Work to do
Count the lines in the material that contain the string "tall" with matching case. Reply with the number alone.

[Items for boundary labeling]
★ ★ ★ ★ ★

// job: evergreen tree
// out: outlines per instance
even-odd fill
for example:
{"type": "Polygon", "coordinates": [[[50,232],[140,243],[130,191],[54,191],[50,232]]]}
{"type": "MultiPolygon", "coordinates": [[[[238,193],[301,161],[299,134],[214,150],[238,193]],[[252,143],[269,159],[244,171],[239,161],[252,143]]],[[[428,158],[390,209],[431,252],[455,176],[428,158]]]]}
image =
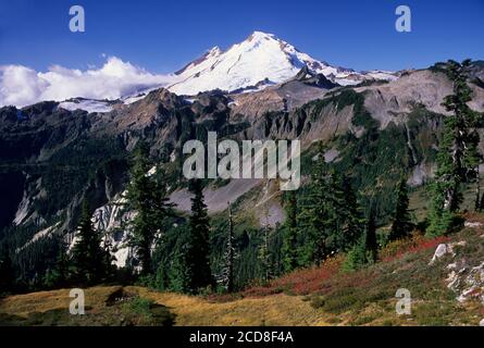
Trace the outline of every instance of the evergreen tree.
{"type": "Polygon", "coordinates": [[[191,293],[193,269],[187,260],[187,245],[175,251],[173,263],[170,269],[170,289],[176,293],[191,293]]]}
{"type": "Polygon", "coordinates": [[[374,263],[377,259],[378,244],[376,240],[376,210],[373,204],[370,207],[370,213],[367,219],[364,250],[367,262],[374,263]]]}
{"type": "MultiPolygon", "coordinates": [[[[338,248],[342,251],[346,251],[356,245],[363,234],[362,226],[365,220],[361,213],[357,195],[351,187],[349,178],[343,175],[340,183],[343,186],[343,204],[338,203],[337,209],[339,219],[343,220],[343,234],[338,243],[338,248]]],[[[338,188],[336,187],[334,190],[338,191],[338,188]]]]}
{"type": "Polygon", "coordinates": [[[437,156],[427,229],[431,236],[449,232],[454,215],[462,201],[462,183],[479,179],[477,113],[467,104],[472,100],[472,90],[467,84],[470,64],[470,60],[461,64],[455,61],[447,63],[447,75],[454,84],[454,94],[445,97],[443,102],[451,114],[445,119],[437,156]]]}
{"type": "Polygon", "coordinates": [[[61,288],[67,285],[70,279],[70,259],[67,248],[63,240],[59,241],[59,253],[55,264],[47,270],[44,276],[44,286],[47,288],[61,288]]]}
{"type": "Polygon", "coordinates": [[[297,225],[297,196],[289,191],[286,203],[286,221],[284,223],[283,264],[285,272],[291,272],[298,266],[298,225],[297,225]]]}
{"type": "Polygon", "coordinates": [[[327,166],[321,148],[314,171],[311,173],[308,195],[301,201],[299,228],[306,238],[300,254],[299,263],[301,265],[320,264],[330,253],[327,238],[332,228],[332,211],[330,209],[327,166]]]}
{"type": "Polygon", "coordinates": [[[189,274],[191,275],[190,289],[196,291],[213,285],[210,270],[210,220],[203,201],[201,181],[190,181],[189,190],[193,197],[186,258],[187,265],[190,269],[189,274]]]}
{"type": "Polygon", "coordinates": [[[234,291],[234,260],[235,260],[235,246],[234,246],[234,224],[232,219],[232,207],[228,203],[228,228],[227,240],[224,252],[224,265],[222,270],[222,284],[228,293],[234,291]]]}
{"type": "Polygon", "coordinates": [[[373,204],[367,219],[364,234],[359,237],[357,244],[348,252],[344,268],[356,271],[367,264],[376,262],[378,245],[376,241],[375,209],[373,204]]]}
{"type": "Polygon", "coordinates": [[[149,150],[140,144],[135,150],[131,182],[127,187],[126,207],[136,212],[131,222],[133,233],[129,246],[134,248],[141,265],[141,274],[150,274],[152,270],[151,250],[157,235],[163,229],[164,219],[172,214],[172,204],[167,201],[166,185],[159,169],[149,173],[151,163],[149,150]]]}
{"type": "Polygon", "coordinates": [[[272,278],[272,256],[270,249],[271,228],[269,227],[268,216],[262,229],[262,244],[259,247],[259,260],[261,262],[262,281],[268,283],[272,278]]]}
{"type": "Polygon", "coordinates": [[[72,250],[74,277],[77,282],[95,284],[106,278],[106,250],[101,247],[101,236],[94,229],[87,201],[83,202],[76,234],[77,240],[72,250]]]}
{"type": "Polygon", "coordinates": [[[397,204],[395,207],[392,229],[388,236],[388,240],[396,240],[406,238],[413,229],[413,224],[410,219],[408,210],[409,198],[408,187],[405,177],[402,177],[398,184],[397,190],[397,204]]]}
{"type": "Polygon", "coordinates": [[[12,266],[9,246],[5,244],[0,250],[0,295],[14,289],[15,274],[12,266]]]}
{"type": "Polygon", "coordinates": [[[302,200],[300,228],[307,234],[303,264],[319,264],[328,256],[355,246],[363,233],[357,197],[349,179],[324,162],[322,150],[302,200]]]}

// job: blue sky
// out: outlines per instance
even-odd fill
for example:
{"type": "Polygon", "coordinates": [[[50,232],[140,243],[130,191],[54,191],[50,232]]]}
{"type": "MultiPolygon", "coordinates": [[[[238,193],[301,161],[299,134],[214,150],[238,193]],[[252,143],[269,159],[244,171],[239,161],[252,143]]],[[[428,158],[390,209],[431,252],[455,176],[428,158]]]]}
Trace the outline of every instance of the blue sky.
{"type": "Polygon", "coordinates": [[[424,67],[484,59],[483,20],[484,0],[0,0],[0,65],[85,70],[102,65],[106,53],[169,73],[262,30],[332,64],[424,67]],[[85,8],[86,33],[69,30],[72,4],[85,8]],[[412,33],[395,30],[399,4],[412,10],[412,33]]]}

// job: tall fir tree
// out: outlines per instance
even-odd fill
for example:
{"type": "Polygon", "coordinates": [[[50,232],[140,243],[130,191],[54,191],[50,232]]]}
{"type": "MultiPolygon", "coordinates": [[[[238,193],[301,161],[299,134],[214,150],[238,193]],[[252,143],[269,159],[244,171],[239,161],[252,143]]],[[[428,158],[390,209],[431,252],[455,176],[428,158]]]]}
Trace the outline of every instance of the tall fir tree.
{"type": "Polygon", "coordinates": [[[446,67],[447,76],[454,84],[454,94],[445,97],[443,102],[450,115],[444,121],[437,156],[427,228],[430,236],[443,235],[451,229],[455,213],[462,201],[462,184],[479,179],[479,117],[468,105],[472,100],[472,90],[467,84],[470,64],[470,60],[462,63],[449,61],[446,67]]]}
{"type": "Polygon", "coordinates": [[[228,203],[228,227],[225,252],[223,257],[222,284],[227,293],[234,291],[234,261],[235,261],[235,238],[234,221],[232,217],[232,207],[228,203]]]}
{"type": "Polygon", "coordinates": [[[179,246],[174,253],[170,269],[170,289],[175,293],[193,293],[193,268],[188,264],[188,245],[179,246]]]}
{"type": "Polygon", "coordinates": [[[271,254],[272,231],[269,226],[269,212],[264,209],[264,226],[262,228],[262,244],[259,247],[259,260],[261,264],[262,282],[268,283],[273,276],[273,264],[271,254]]]}
{"type": "Polygon", "coordinates": [[[320,264],[330,253],[327,238],[331,229],[330,185],[324,149],[320,147],[308,195],[301,201],[299,228],[305,236],[299,263],[301,265],[320,264]]]}
{"type": "Polygon", "coordinates": [[[9,245],[0,249],[0,294],[10,293],[15,287],[15,273],[12,266],[9,245]]]}
{"type": "Polygon", "coordinates": [[[378,244],[376,239],[376,209],[373,203],[370,207],[364,235],[367,262],[374,263],[378,257],[378,244]]]}
{"type": "Polygon", "coordinates": [[[393,214],[392,229],[388,240],[402,239],[409,236],[413,224],[409,212],[408,186],[405,177],[400,179],[396,189],[397,202],[393,214]]]}
{"type": "Polygon", "coordinates": [[[343,206],[338,204],[339,216],[343,219],[343,234],[338,244],[340,251],[346,251],[358,243],[363,234],[365,219],[361,212],[357,195],[352,189],[350,179],[343,175],[340,178],[343,191],[343,206]]]}
{"type": "Polygon", "coordinates": [[[210,269],[210,220],[203,200],[202,182],[191,179],[189,190],[193,197],[186,257],[191,275],[190,289],[197,291],[214,284],[210,269]]]}
{"type": "Polygon", "coordinates": [[[76,237],[72,249],[74,279],[83,284],[103,281],[107,275],[106,250],[101,247],[101,235],[92,226],[86,200],[83,202],[76,237]]]}
{"type": "Polygon", "coordinates": [[[47,270],[44,275],[44,286],[47,288],[62,288],[69,284],[71,273],[71,260],[67,254],[67,246],[61,238],[55,264],[47,270]]]}
{"type": "Polygon", "coordinates": [[[305,265],[320,264],[331,254],[349,250],[363,233],[364,219],[350,182],[328,167],[322,149],[299,221],[299,227],[307,234],[305,265]]]}
{"type": "Polygon", "coordinates": [[[129,246],[136,252],[142,275],[153,271],[152,247],[157,236],[162,235],[163,223],[165,217],[172,214],[173,207],[169,203],[161,170],[156,167],[156,172],[150,173],[151,167],[148,146],[141,142],[134,153],[125,206],[136,212],[131,222],[133,233],[129,235],[129,246]]]}
{"type": "Polygon", "coordinates": [[[285,272],[291,272],[298,266],[299,252],[298,252],[298,209],[297,209],[297,195],[296,191],[287,192],[286,202],[286,221],[284,223],[284,239],[283,239],[283,264],[285,272]]]}

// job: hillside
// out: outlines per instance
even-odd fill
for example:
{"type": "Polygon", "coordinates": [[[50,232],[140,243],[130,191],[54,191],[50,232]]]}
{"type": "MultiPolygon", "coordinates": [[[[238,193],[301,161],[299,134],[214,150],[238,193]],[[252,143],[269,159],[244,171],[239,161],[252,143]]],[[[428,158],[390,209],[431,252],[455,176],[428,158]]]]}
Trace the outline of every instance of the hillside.
{"type": "Polygon", "coordinates": [[[468,215],[450,235],[390,244],[357,272],[337,257],[268,286],[233,295],[186,296],[136,286],[86,290],[87,314],[67,313],[69,290],[10,296],[1,325],[479,325],[484,318],[484,216],[468,215]],[[448,252],[435,250],[446,246],[448,252]],[[451,250],[449,249],[451,248],[451,250]],[[398,288],[411,293],[411,314],[397,315],[398,288]]]}

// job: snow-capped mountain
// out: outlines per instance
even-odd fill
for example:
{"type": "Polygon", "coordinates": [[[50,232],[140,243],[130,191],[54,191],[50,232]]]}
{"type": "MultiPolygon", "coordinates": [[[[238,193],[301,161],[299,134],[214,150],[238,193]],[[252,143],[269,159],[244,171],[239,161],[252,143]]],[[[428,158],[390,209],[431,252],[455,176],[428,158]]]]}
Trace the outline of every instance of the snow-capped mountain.
{"type": "MultiPolygon", "coordinates": [[[[111,61],[109,63],[111,65],[113,62],[117,62],[117,65],[121,64],[120,60],[111,59],[111,61]]],[[[129,67],[129,71],[134,70],[128,63],[124,63],[124,65],[129,67]]],[[[138,69],[144,74],[142,76],[149,77],[149,83],[145,85],[145,88],[135,85],[132,91],[121,98],[91,99],[86,96],[73,96],[73,98],[63,101],[60,107],[67,110],[109,112],[116,104],[133,103],[146,97],[150,90],[160,87],[186,96],[213,89],[233,94],[257,91],[294,78],[305,66],[311,74],[323,74],[331,82],[342,86],[357,85],[363,80],[394,80],[398,76],[392,72],[356,72],[351,69],[331,65],[300,52],[293,45],[273,34],[253,32],[246,40],[233,45],[226,51],[215,46],[174,74],[157,76],[138,69]],[[163,83],[152,82],[158,79],[163,83]]],[[[107,70],[107,67],[104,66],[102,70],[107,70]]],[[[133,73],[128,75],[131,79],[133,79],[132,75],[133,73]]],[[[128,84],[129,82],[122,77],[116,78],[119,83],[128,84]]]]}
{"type": "Polygon", "coordinates": [[[196,95],[216,88],[240,91],[258,86],[261,89],[294,77],[305,65],[343,86],[356,85],[365,79],[396,79],[388,72],[357,73],[330,65],[298,51],[272,34],[255,32],[226,51],[219,47],[212,48],[176,72],[177,82],[169,89],[178,95],[196,95]]]}

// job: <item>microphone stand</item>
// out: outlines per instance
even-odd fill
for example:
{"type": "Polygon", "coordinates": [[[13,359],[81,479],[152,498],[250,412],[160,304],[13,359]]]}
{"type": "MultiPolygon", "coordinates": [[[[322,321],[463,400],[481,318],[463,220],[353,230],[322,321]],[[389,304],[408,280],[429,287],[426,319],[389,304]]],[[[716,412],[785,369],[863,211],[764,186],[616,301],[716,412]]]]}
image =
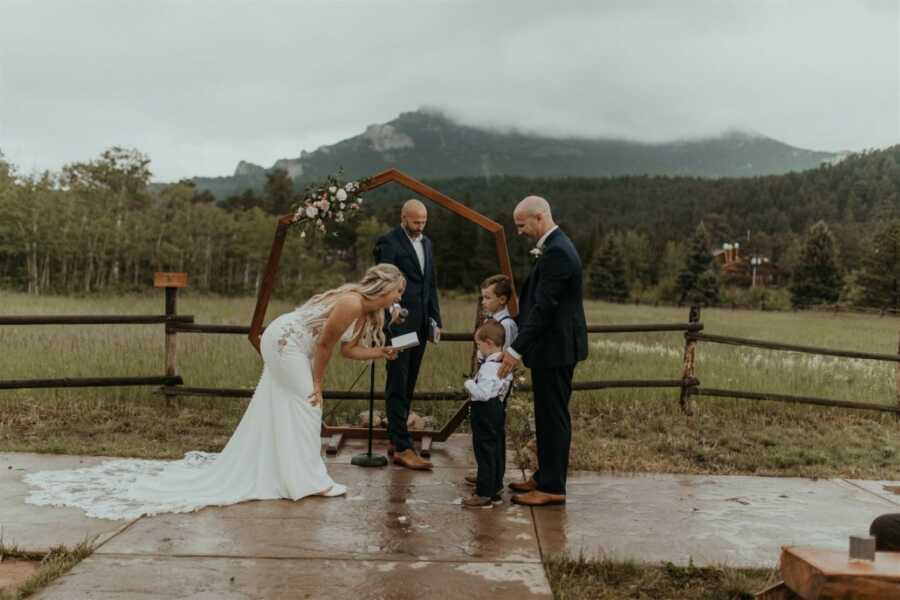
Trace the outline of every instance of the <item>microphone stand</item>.
{"type": "Polygon", "coordinates": [[[350,459],[350,464],[357,467],[384,467],[387,457],[383,454],[372,454],[372,422],[375,420],[375,361],[369,370],[369,451],[357,454],[350,459]]]}

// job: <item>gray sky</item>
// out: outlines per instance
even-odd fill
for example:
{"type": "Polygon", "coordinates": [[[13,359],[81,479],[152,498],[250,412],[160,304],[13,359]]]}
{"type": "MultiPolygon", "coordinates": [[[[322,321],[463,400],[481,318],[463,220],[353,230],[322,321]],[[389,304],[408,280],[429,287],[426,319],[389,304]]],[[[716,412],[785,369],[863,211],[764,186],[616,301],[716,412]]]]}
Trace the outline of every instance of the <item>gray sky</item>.
{"type": "Polygon", "coordinates": [[[897,0],[0,0],[0,150],[157,180],[270,166],[420,106],[657,141],[900,141],[897,0]]]}

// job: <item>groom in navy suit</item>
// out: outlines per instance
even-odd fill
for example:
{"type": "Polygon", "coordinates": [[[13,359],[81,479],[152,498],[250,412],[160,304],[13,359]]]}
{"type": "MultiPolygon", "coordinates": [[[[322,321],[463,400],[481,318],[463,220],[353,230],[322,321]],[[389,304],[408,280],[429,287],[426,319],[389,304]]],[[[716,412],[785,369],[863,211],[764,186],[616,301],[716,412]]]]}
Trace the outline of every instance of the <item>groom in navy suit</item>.
{"type": "Polygon", "coordinates": [[[425,205],[415,199],[407,200],[400,211],[400,225],[375,242],[375,263],[396,265],[406,277],[406,289],[400,303],[409,314],[402,323],[391,325],[389,333],[396,336],[415,331],[420,342],[388,362],[385,385],[388,437],[394,463],[408,469],[431,468],[431,462],[413,450],[412,436],[406,426],[419,367],[425,355],[425,341],[436,342],[441,333],[434,254],[431,240],[423,234],[427,221],[425,205]]]}
{"type": "Polygon", "coordinates": [[[519,335],[504,353],[498,374],[505,376],[520,360],[531,369],[538,470],[531,479],[509,487],[521,492],[512,498],[516,504],[565,504],[572,377],[576,363],[588,353],[581,259],[569,236],[553,222],[543,198],[528,196],[519,202],[513,220],[519,235],[537,244],[519,295],[519,335]]]}

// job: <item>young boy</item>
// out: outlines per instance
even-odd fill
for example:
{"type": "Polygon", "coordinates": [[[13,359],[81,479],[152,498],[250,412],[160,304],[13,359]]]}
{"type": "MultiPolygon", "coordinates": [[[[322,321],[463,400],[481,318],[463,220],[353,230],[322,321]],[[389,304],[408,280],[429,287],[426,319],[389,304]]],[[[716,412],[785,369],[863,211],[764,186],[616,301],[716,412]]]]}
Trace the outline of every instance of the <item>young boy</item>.
{"type": "Polygon", "coordinates": [[[475,344],[485,359],[474,379],[466,380],[465,387],[472,400],[469,417],[478,475],[475,494],[463,500],[464,508],[493,508],[495,502],[502,501],[506,467],[503,401],[512,383],[512,375],[497,376],[505,341],[503,326],[493,320],[485,321],[475,332],[475,344]]]}
{"type": "MultiPolygon", "coordinates": [[[[506,275],[491,275],[481,282],[481,308],[484,309],[484,316],[486,319],[496,321],[503,326],[505,337],[501,350],[509,348],[509,345],[513,343],[519,334],[519,327],[506,308],[510,298],[512,298],[512,283],[506,275]]],[[[479,350],[478,362],[481,363],[484,361],[484,358],[484,354],[479,350]]],[[[500,446],[500,452],[502,453],[500,481],[502,482],[506,471],[506,398],[501,398],[501,401],[504,409],[503,439],[500,446]]],[[[469,485],[475,485],[478,476],[475,473],[469,473],[465,476],[465,480],[469,485]]]]}
{"type": "Polygon", "coordinates": [[[501,350],[508,349],[519,334],[519,327],[506,308],[510,298],[512,283],[506,275],[491,275],[481,282],[481,308],[484,309],[485,317],[503,325],[506,333],[501,350]]]}

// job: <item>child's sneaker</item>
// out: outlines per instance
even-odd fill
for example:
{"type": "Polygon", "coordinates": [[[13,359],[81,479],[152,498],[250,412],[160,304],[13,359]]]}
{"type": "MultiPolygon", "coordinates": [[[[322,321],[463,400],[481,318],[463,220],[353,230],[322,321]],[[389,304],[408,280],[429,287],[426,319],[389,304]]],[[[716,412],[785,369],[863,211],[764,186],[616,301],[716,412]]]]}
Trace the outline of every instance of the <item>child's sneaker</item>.
{"type": "Polygon", "coordinates": [[[494,502],[487,496],[469,496],[463,500],[463,508],[494,508],[494,502]]]}

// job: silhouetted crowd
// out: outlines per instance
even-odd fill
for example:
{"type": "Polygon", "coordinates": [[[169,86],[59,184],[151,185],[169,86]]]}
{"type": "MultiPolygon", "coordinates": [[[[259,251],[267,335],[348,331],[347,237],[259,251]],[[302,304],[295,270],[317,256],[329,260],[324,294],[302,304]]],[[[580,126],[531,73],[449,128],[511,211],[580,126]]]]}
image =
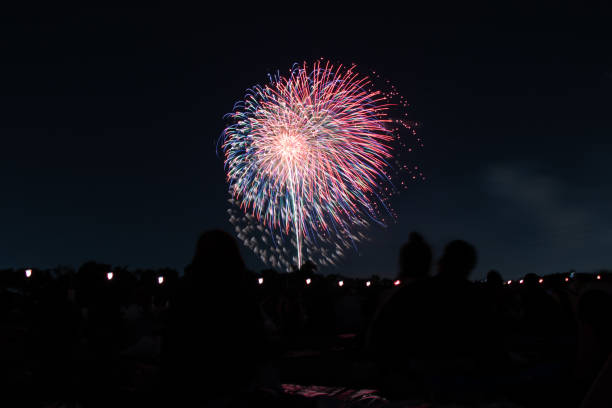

★ ★ ★ ★ ★

Reply to the exercise
2